**MATERIAL FOR THE TASK**
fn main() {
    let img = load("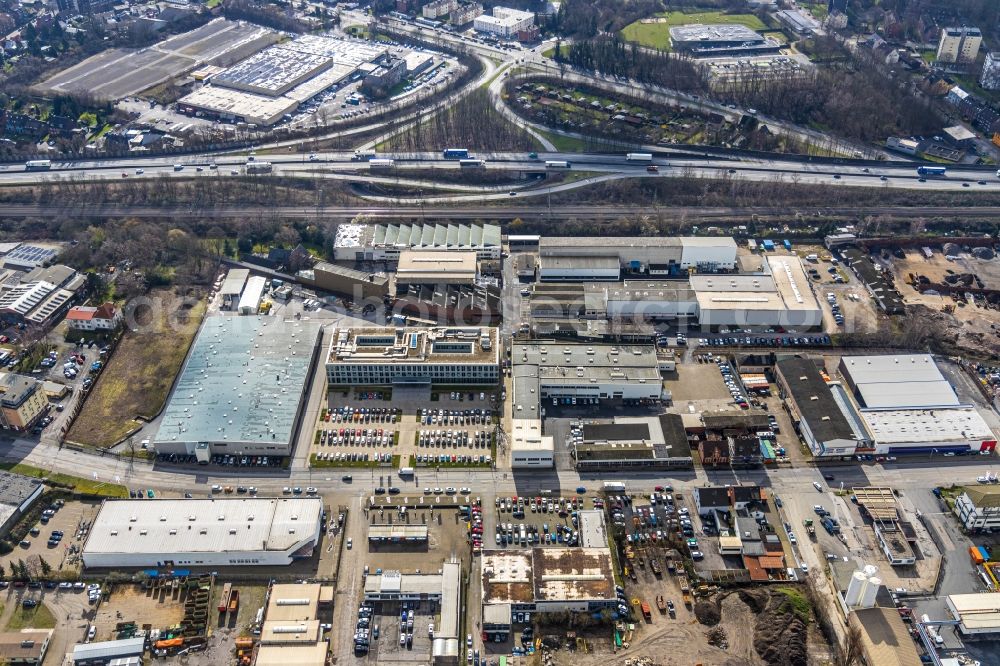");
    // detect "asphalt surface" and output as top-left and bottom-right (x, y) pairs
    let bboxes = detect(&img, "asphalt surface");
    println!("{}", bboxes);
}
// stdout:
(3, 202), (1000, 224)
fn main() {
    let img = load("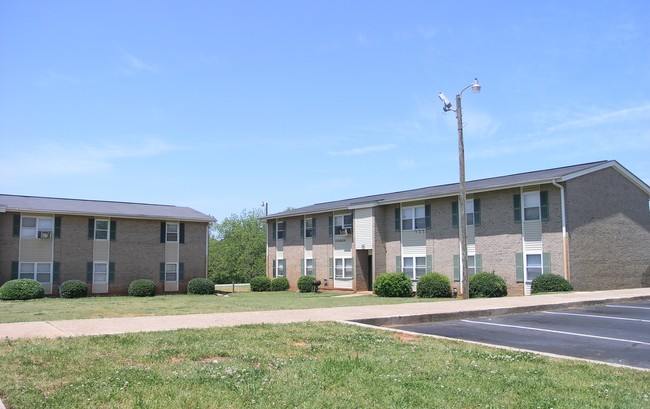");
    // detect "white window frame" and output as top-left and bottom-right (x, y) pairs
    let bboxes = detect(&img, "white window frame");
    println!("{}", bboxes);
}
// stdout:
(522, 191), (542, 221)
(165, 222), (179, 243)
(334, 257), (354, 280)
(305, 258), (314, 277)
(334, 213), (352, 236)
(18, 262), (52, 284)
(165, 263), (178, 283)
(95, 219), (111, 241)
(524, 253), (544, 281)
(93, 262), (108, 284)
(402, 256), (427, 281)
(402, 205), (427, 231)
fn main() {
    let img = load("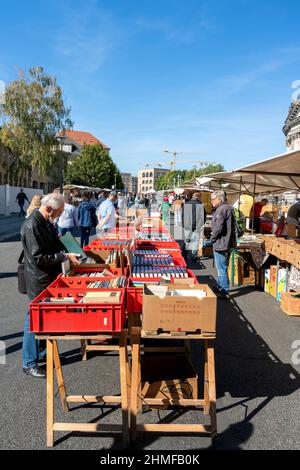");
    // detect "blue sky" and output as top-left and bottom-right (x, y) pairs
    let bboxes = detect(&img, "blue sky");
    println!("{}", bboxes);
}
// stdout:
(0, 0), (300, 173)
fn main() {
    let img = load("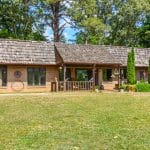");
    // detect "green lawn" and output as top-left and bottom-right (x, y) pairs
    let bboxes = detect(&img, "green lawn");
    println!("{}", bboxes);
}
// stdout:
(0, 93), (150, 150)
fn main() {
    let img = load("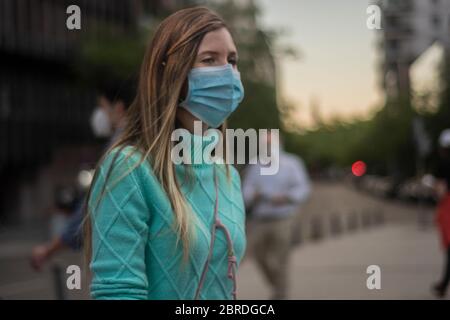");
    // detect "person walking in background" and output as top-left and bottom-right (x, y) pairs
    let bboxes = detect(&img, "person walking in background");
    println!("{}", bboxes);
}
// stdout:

**SHORT PROBLEM**
Filter the entries above to every line that contains the string "output", with case-sensitive matching. Return those lines unchanged.

**SOLUTION FOR THIS EXERCISE**
    // detect "asphalt surface" and output as top-left and bottom-right (x, y) pairs
    // detect "white window frame" and output as top-left and bottom-right (x, y) pairs
    // detect "blue sky" and output as top-left and bottom-right (x, y) pairs
    // detect "green lawn" and output as top-left and bottom-right (x, y) pairs
    // detect "person walking in background" and output as top-left and bottom-right (x, y) pairs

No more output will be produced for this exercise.